● **BRANO DA LEGGERE**:
════════════════

M.: Uno stato di assenza, di non-esistenza non può essere una causa; la preesistenza è implicita nella nozione di causa. Il tuo stato naturale, in cui nulla esiste, non può essere una causa di divenire; le cause sono nascoste nel grande e misterioso potere della memoria. Ma la tua dimora è nel nulla, nella vacuità senza contenuto(2).
I.: Il nulla e il vuoto: tremendo!
M.: Li fronteggi allegramente, quando vai a dormire! Trova da te lo stato di sonno vigile, e vedrai che si armonizza in pieno con la tua vera natura. Le parole possono solo darti l'idea, e questa non è l'esperienza. Tutto ciò che posso dire è che la vera felicità non ha causa, e che ciò che non ha causa è immutabile. Il che non significa che sia percepibile, come il piacere. Ciò che è percepibile, è il dolore e il piacere; lo stato di libertà dalla sofferenza lo si può descrivere solo in termini negativi. Per conoscerlo direttamente devi oltrepassare la mente, dominata dalla causalità e dalla tirannide del tempo.

════════════════

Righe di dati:
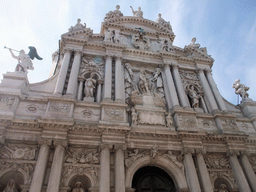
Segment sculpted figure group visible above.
[232,79,250,99]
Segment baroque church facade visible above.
[0,6,256,192]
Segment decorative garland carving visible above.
[162,151,185,174]
[65,148,100,164]
[204,155,231,169]
[0,146,36,160]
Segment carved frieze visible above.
[209,171,237,188]
[221,119,238,130]
[49,101,71,114]
[105,108,124,121]
[197,119,217,130]
[125,149,145,168]
[178,115,198,127]
[62,165,99,185]
[0,146,36,160]
[81,109,93,119]
[162,151,185,174]
[65,148,100,164]
[139,111,165,126]
[205,155,231,169]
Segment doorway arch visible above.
[125,155,188,191]
[132,166,177,192]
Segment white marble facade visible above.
[0,6,256,192]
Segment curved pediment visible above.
[101,16,174,38]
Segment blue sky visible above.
[0,0,256,104]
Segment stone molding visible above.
[53,139,68,148]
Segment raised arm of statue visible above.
[130,6,135,16]
[9,49,19,60]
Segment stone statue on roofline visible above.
[156,13,172,30]
[104,5,124,21]
[232,79,250,99]
[130,6,143,18]
[4,46,43,73]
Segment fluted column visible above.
[115,145,125,192]
[54,50,71,94]
[104,55,112,100]
[29,140,51,192]
[240,153,256,192]
[96,80,103,102]
[206,70,227,111]
[115,57,124,101]
[66,51,82,95]
[196,150,213,192]
[172,64,190,107]
[184,149,201,192]
[228,151,251,192]
[164,64,179,107]
[77,79,83,101]
[100,144,110,192]
[198,69,218,111]
[47,141,66,192]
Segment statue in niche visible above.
[232,79,250,99]
[150,145,158,159]
[113,30,121,43]
[131,107,138,125]
[156,13,172,30]
[104,29,114,43]
[125,149,144,167]
[139,69,149,93]
[187,85,200,108]
[124,63,138,103]
[104,5,124,21]
[165,113,173,127]
[130,6,143,18]
[163,151,184,173]
[188,37,200,48]
[72,181,85,192]
[160,39,174,52]
[68,19,86,32]
[84,74,96,97]
[132,27,150,50]
[151,68,163,93]
[3,179,18,192]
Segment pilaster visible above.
[47,140,67,192]
[54,49,72,95]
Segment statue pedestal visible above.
[0,72,29,95]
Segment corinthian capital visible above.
[38,138,53,146]
[114,144,127,151]
[99,143,113,151]
[227,149,240,157]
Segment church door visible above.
[133,166,176,192]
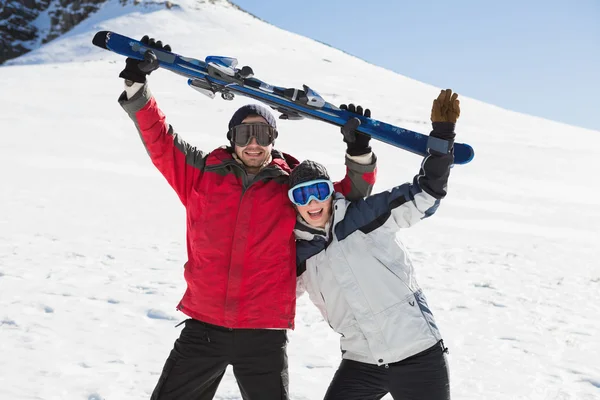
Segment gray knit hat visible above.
[290,160,331,187]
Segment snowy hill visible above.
[0,0,600,400]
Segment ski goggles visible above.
[227,124,278,147]
[288,179,334,206]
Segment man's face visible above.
[296,197,333,228]
[234,115,273,173]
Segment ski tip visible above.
[92,31,110,50]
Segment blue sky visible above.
[233,0,600,130]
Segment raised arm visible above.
[336,89,460,237]
[334,104,377,200]
[119,36,206,205]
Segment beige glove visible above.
[431,89,460,124]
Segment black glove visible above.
[119,35,171,83]
[340,104,371,156]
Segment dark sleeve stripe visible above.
[335,183,421,240]
[168,125,206,169]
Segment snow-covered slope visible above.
[0,0,600,400]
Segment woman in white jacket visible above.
[289,89,460,400]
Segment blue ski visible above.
[93,31,474,164]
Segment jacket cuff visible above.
[119,83,152,114]
[346,152,373,165]
[346,153,377,174]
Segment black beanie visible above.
[290,160,330,187]
[229,104,277,129]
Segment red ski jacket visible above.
[119,85,375,328]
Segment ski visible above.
[92,31,475,164]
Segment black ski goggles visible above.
[227,124,278,147]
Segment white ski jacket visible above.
[295,134,453,365]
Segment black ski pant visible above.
[151,319,288,400]
[325,342,450,400]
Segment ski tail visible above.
[92,31,110,50]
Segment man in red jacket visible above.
[119,37,376,400]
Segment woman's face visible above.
[296,197,333,228]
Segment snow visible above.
[0,0,600,400]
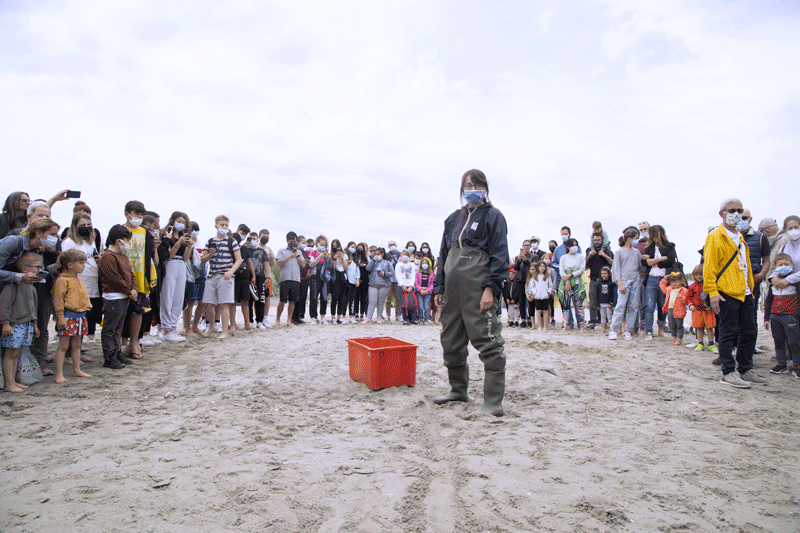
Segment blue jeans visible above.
[717,293,758,375]
[644,276,664,335]
[611,278,641,333]
[417,293,431,320]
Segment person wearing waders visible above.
[433,170,510,416]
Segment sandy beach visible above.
[0,309,800,533]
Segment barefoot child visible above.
[686,265,717,352]
[53,248,92,383]
[659,272,689,346]
[0,252,42,392]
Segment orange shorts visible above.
[692,310,717,328]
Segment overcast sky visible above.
[0,0,800,262]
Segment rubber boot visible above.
[478,370,506,416]
[433,365,469,404]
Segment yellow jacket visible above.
[53,273,92,318]
[703,224,753,301]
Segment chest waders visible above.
[433,248,506,416]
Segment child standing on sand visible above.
[658,272,689,346]
[0,252,42,392]
[53,248,92,383]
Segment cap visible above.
[758,217,778,231]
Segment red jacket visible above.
[658,278,689,318]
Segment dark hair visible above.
[106,224,133,247]
[648,224,669,247]
[459,168,491,204]
[619,226,639,246]
[783,215,800,231]
[125,200,147,215]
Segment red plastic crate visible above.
[347,337,417,390]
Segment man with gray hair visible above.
[703,198,768,388]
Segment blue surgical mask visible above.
[464,191,486,204]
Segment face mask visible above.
[725,213,742,226]
[464,191,486,204]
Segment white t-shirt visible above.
[61,238,101,298]
[650,246,667,278]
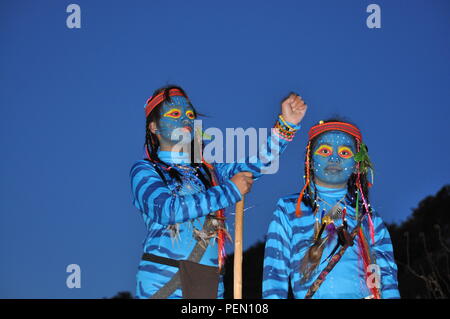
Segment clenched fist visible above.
[281,93,308,125]
[231,172,253,195]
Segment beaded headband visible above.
[145,89,187,117]
[308,121,362,142]
[295,121,362,217]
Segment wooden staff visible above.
[234,196,244,299]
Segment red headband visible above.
[308,122,362,142]
[145,89,187,117]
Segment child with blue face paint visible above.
[130,86,306,299]
[263,120,399,299]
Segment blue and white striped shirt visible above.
[263,185,400,299]
[130,125,296,298]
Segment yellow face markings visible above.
[186,110,195,120]
[338,146,353,158]
[314,144,333,157]
[164,108,181,119]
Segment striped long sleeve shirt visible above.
[130,124,298,298]
[263,185,400,299]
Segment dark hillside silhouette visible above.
[113,185,450,299]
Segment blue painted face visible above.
[312,131,356,185]
[157,96,195,143]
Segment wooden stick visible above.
[234,196,244,299]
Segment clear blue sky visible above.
[0,0,450,298]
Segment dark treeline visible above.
[113,185,450,299]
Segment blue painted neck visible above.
[158,151,191,164]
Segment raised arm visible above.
[373,213,400,299]
[215,93,307,179]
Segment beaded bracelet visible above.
[274,114,297,141]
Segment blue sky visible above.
[0,0,450,298]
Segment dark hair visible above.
[144,85,212,188]
[302,116,369,211]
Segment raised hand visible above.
[281,93,308,125]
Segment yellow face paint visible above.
[186,110,195,120]
[338,146,353,158]
[163,109,181,119]
[314,144,333,157]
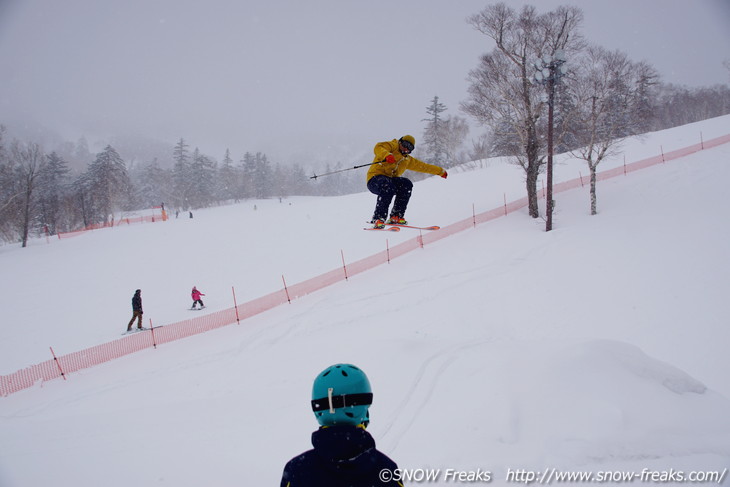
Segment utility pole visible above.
[534,50,566,232]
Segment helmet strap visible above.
[312,387,373,414]
[327,387,335,414]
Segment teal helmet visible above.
[312,364,373,426]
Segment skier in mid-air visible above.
[281,364,403,487]
[367,135,448,228]
[190,286,205,309]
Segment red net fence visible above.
[57,206,167,239]
[0,134,730,396]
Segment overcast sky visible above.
[0,0,730,165]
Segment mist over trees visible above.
[0,3,730,246]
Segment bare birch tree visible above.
[570,47,657,215]
[462,3,583,218]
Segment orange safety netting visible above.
[57,207,167,239]
[0,134,730,396]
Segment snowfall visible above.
[0,116,730,487]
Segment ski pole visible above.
[309,161,383,179]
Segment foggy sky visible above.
[0,0,730,165]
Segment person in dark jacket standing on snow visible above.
[281,364,403,487]
[127,289,142,331]
[190,286,205,309]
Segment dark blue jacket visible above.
[132,292,142,311]
[281,426,402,487]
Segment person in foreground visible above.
[281,364,403,487]
[367,135,448,228]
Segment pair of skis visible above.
[363,223,441,232]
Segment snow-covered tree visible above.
[38,152,70,235]
[462,3,583,218]
[86,145,131,223]
[569,46,657,215]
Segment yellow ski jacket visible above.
[367,139,444,181]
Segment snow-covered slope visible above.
[0,117,730,486]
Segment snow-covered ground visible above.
[0,117,730,487]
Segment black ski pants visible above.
[368,175,413,220]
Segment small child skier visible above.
[190,286,205,309]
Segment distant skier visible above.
[281,364,403,487]
[367,135,448,228]
[127,289,143,331]
[191,286,205,309]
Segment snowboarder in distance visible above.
[281,364,403,487]
[127,289,143,331]
[191,286,205,309]
[367,135,448,228]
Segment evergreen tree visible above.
[87,145,131,223]
[190,148,217,208]
[216,149,240,201]
[10,142,46,247]
[172,138,193,210]
[38,152,69,235]
[423,96,447,165]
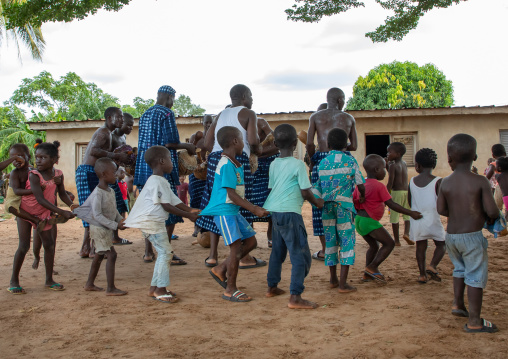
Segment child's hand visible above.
[252,206,270,217]
[409,211,423,219]
[118,219,127,230]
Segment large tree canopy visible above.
[347,61,453,110]
[286,0,466,42]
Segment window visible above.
[365,131,416,166]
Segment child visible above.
[437,133,499,333]
[263,124,324,309]
[8,141,75,294]
[125,146,199,303]
[74,157,127,296]
[408,148,446,284]
[201,126,268,302]
[314,128,365,293]
[386,142,415,247]
[353,154,422,283]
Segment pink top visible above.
[353,178,392,221]
[20,169,62,231]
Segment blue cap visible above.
[157,85,176,95]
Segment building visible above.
[29,106,508,193]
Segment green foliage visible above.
[347,61,453,110]
[10,71,120,122]
[0,0,46,61]
[286,0,466,42]
[173,94,205,117]
[2,0,130,29]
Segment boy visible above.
[264,124,324,309]
[201,126,268,302]
[73,157,127,296]
[353,154,422,283]
[437,133,499,333]
[125,146,199,303]
[386,142,415,247]
[313,128,365,293]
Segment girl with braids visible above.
[408,148,446,284]
[9,140,76,294]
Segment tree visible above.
[0,0,131,29]
[173,94,205,117]
[286,0,466,42]
[0,0,46,61]
[9,71,120,122]
[347,61,453,110]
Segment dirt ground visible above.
[0,204,508,359]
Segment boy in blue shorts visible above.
[313,128,365,293]
[201,126,268,302]
[263,124,324,309]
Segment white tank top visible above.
[212,106,250,156]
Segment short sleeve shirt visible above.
[353,178,392,221]
[201,155,245,216]
[263,157,311,214]
[312,151,365,212]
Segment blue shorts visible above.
[213,213,256,246]
[445,231,489,288]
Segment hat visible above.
[157,85,176,95]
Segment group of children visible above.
[0,124,500,332]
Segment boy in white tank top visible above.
[408,148,446,284]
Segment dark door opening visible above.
[365,135,390,158]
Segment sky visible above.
[0,0,508,114]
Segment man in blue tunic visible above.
[134,85,196,264]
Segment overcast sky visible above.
[0,0,508,113]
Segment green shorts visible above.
[355,216,383,236]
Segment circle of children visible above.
[4,85,508,332]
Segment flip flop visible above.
[312,251,325,262]
[7,287,26,295]
[208,270,228,289]
[238,257,266,269]
[425,269,441,282]
[205,257,217,268]
[452,309,469,318]
[464,318,499,333]
[222,290,252,303]
[363,271,386,284]
[113,238,132,246]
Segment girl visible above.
[9,140,77,294]
[408,148,446,284]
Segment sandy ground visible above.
[0,205,508,358]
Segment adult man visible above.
[76,107,128,258]
[134,85,196,265]
[196,85,266,269]
[306,87,358,260]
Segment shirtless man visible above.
[76,107,128,258]
[189,115,213,237]
[252,118,279,247]
[196,85,266,269]
[306,87,358,260]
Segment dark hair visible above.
[9,143,30,157]
[327,128,347,151]
[217,126,242,150]
[388,142,406,157]
[145,146,171,168]
[447,133,476,163]
[492,143,506,157]
[496,156,508,172]
[273,123,297,149]
[104,107,121,120]
[415,148,437,168]
[35,138,60,159]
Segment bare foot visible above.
[83,285,104,292]
[265,287,286,298]
[106,288,128,297]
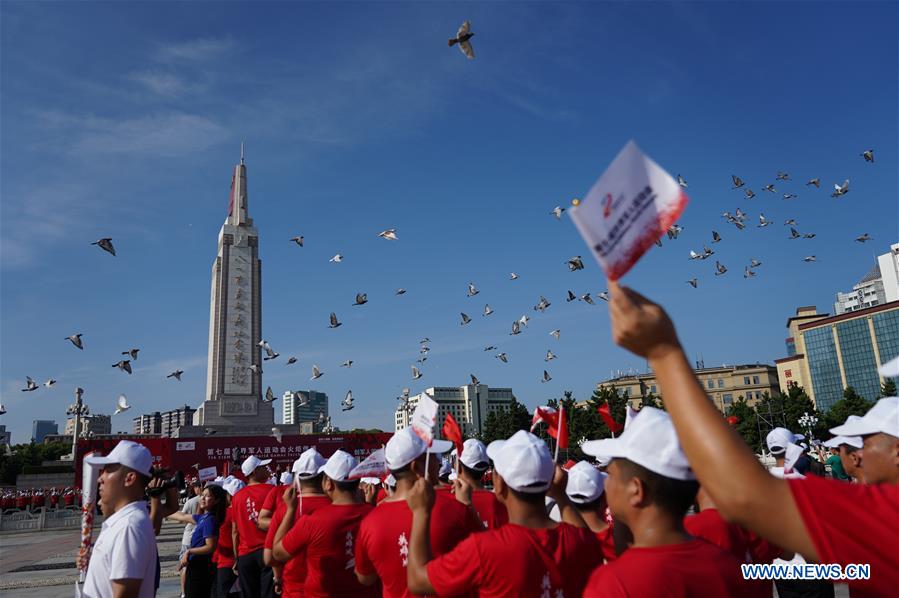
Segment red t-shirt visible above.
[212,509,234,569]
[471,488,509,529]
[356,492,481,598]
[428,523,602,598]
[231,484,272,556]
[584,539,748,598]
[595,525,618,563]
[281,504,378,598]
[787,476,899,598]
[275,494,331,598]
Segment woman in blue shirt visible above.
[168,484,228,598]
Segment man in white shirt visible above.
[81,440,157,598]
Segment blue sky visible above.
[0,2,899,442]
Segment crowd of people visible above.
[79,282,899,598]
[0,486,81,511]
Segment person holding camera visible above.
[163,484,228,598]
[78,440,157,598]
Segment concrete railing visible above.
[0,507,86,532]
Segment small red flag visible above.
[443,413,462,455]
[596,401,624,434]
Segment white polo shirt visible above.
[82,500,156,598]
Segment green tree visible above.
[823,386,874,428]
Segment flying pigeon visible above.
[112,359,131,374]
[567,255,584,272]
[113,395,131,415]
[830,179,849,197]
[447,21,474,60]
[91,237,115,255]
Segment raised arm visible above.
[609,281,818,561]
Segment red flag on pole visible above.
[596,401,624,434]
[442,413,462,455]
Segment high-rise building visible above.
[31,419,59,443]
[394,384,515,437]
[877,243,899,301]
[65,413,112,436]
[592,363,779,411]
[186,148,274,435]
[775,301,899,411]
[281,390,330,434]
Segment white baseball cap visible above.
[84,440,153,477]
[459,438,490,471]
[581,407,696,480]
[828,397,899,438]
[487,430,555,494]
[384,427,453,469]
[823,436,865,448]
[565,461,609,505]
[291,447,327,480]
[240,455,272,476]
[765,428,796,455]
[318,449,359,482]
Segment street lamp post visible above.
[66,387,90,461]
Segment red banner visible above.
[75,432,393,485]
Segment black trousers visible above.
[215,567,237,598]
[237,548,275,598]
[184,554,215,598]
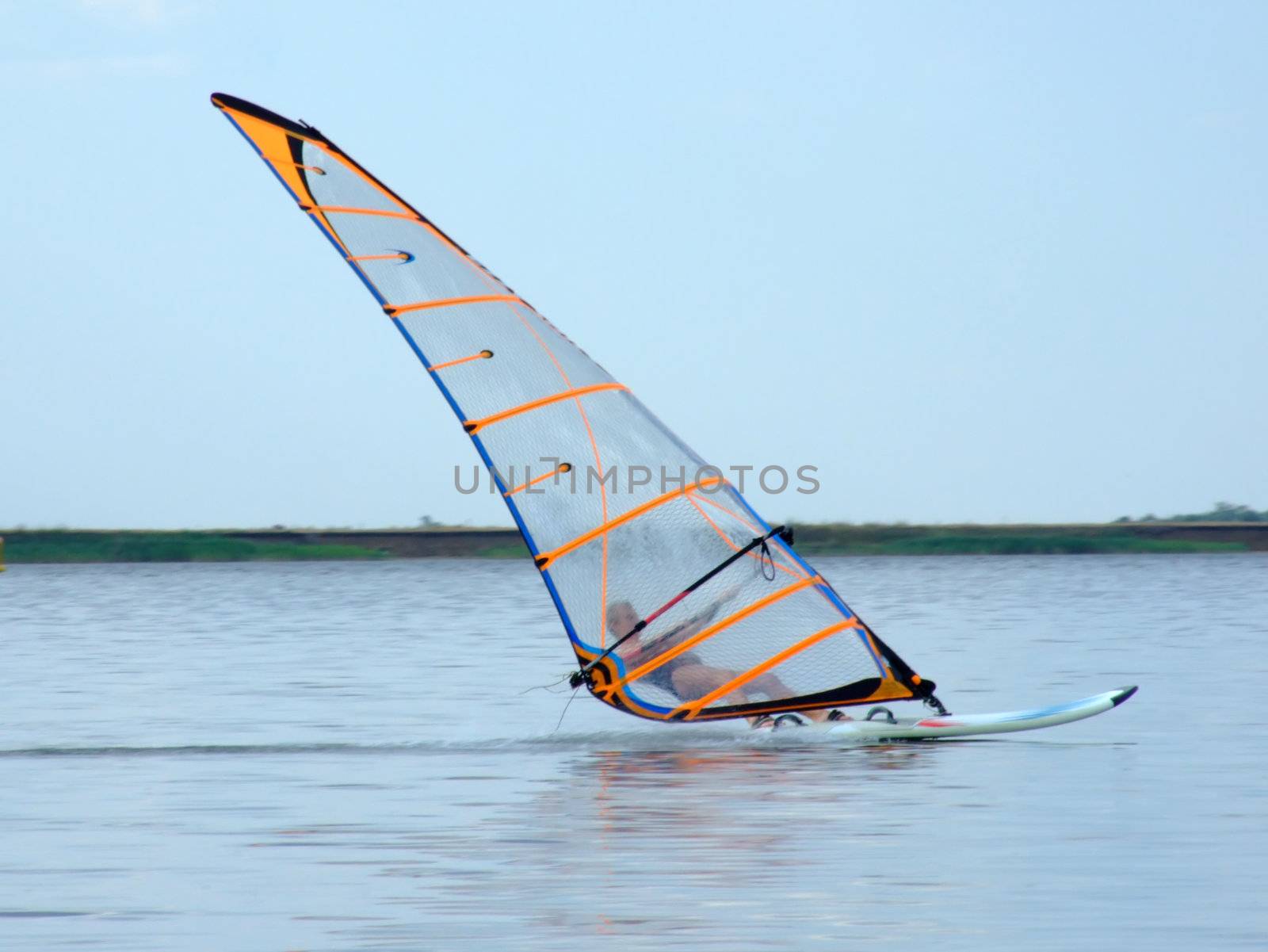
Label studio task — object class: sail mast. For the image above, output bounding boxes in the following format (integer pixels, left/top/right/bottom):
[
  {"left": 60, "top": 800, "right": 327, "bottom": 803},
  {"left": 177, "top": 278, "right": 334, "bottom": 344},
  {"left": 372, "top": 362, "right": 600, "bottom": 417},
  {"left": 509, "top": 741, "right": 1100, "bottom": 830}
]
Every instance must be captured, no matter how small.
[{"left": 212, "top": 93, "right": 930, "bottom": 720}]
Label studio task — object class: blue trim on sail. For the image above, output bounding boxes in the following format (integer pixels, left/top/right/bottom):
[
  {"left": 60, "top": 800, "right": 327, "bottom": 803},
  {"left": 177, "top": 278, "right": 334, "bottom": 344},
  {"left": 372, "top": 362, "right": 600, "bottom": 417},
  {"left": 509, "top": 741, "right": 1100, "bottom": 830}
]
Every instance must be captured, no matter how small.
[
  {"left": 220, "top": 109, "right": 588, "bottom": 654},
  {"left": 220, "top": 109, "right": 885, "bottom": 715},
  {"left": 220, "top": 109, "right": 303, "bottom": 205}
]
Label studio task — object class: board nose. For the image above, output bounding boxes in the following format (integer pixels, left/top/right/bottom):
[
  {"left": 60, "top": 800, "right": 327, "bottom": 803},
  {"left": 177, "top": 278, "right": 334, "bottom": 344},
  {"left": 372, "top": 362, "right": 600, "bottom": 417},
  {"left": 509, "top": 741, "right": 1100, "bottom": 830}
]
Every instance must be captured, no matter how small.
[{"left": 1110, "top": 685, "right": 1140, "bottom": 707}]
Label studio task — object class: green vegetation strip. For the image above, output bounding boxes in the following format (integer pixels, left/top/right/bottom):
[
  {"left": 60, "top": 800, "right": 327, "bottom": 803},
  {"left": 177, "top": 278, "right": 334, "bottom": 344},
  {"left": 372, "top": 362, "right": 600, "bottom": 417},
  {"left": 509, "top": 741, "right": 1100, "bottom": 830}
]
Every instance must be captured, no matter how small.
[
  {"left": 4, "top": 531, "right": 384, "bottom": 564},
  {"left": 797, "top": 533, "right": 1247, "bottom": 555},
  {"left": 0, "top": 523, "right": 1247, "bottom": 564}
]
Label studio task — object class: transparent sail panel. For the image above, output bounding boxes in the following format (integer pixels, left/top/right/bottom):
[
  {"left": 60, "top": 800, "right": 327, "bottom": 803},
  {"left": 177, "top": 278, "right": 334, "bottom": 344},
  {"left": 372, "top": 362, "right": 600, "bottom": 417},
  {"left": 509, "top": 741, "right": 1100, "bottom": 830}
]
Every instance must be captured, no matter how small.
[{"left": 213, "top": 94, "right": 911, "bottom": 719}]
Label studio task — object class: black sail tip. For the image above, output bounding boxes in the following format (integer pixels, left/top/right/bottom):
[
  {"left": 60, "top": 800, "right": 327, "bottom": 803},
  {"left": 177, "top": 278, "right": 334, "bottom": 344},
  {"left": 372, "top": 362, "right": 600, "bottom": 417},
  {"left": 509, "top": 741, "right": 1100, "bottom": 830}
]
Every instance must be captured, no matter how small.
[{"left": 212, "top": 93, "right": 334, "bottom": 144}]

════════════════

● **COMPITO SCRITTO 1**: Ricopia tali e quali le righe delle voci comprese tra quella che contiene "Segment white marble facade visible above." e quella che contiene "[47,141,66,192]", entrambe incluse.
● **COMPITO SCRITTO 2**: Come potrebbe proseguire il brano sulla vera felicità senza causa? Scrivine il seguito a partire dalla frase che lo chiude.

● **RISULTATO 1**:
Segment white marble facade visible above.
[0,6,256,192]
Segment curved pediment visible above.
[101,16,174,38]
Segment blue sky visible above.
[0,0,256,104]
Segment stone molding visible above.
[53,139,68,148]
Segment raised arm of statue visible above.
[130,6,135,16]
[9,49,19,60]
Segment stone statue on roofline visible above.
[156,13,172,30]
[104,5,124,21]
[232,79,250,99]
[130,6,143,18]
[4,46,43,73]
Segment fluted column visible above.
[115,145,125,192]
[54,50,71,94]
[104,55,112,100]
[29,140,51,192]
[240,153,256,192]
[96,80,103,102]
[206,70,227,111]
[115,57,124,101]
[66,51,82,95]
[196,150,213,192]
[172,64,190,107]
[184,149,201,192]
[228,151,251,192]
[164,64,179,107]
[77,79,83,101]
[100,144,110,192]
[198,69,218,111]
[47,141,66,192]

● **RISULTATO 2**:
I.: Se la felicità non è cosciente e la coscienza non è felice, che cosa le unisce?
M.: La coscienza è un prodotto di condizioni e circostanze, ne dipende e muta con esse. Ciò che è indipendente, increato, estraneo al tempo e al cambiamento, e tuttavia sempre nuovo e fresco, è al di là della mente. Quando la mente lo pensa, si dissolve da sé, e resta la felicità.
I.: Quando tutto svanisce, niente resta.
M.: Come può esserci un niente senza qualcosa? "Niente" è solo un'idea, dipende dal ricordo di qualcosa. Il puro essere è indipendente dall'esistenza, che è definibile e descrivibile.
I.: Oltre la mente, la coscienza continua o no?
M.: La coscienza va e viene, la consapevolezza brilla immutabile.
I.: Chi è consapevole nella consapevolezza?
M.: Quando c'è una persona, c'è anche la coscienza. "Io sono", la mente, la coscienza, denotano il medesimo stato. Se dici "Sono consapevole", intendi: "Sono cosciente di pensare di essere consapevole". Non c'è "io sono" nella consapevolezza.
I.: E la testimonianza?
M.: La testimonianza è della mente. Il testimone va con la cosa testimoniata. Nello stato di non-dualità, ogni separazione cessa.
I.: E voi? Avete continuità nella consapevolezza?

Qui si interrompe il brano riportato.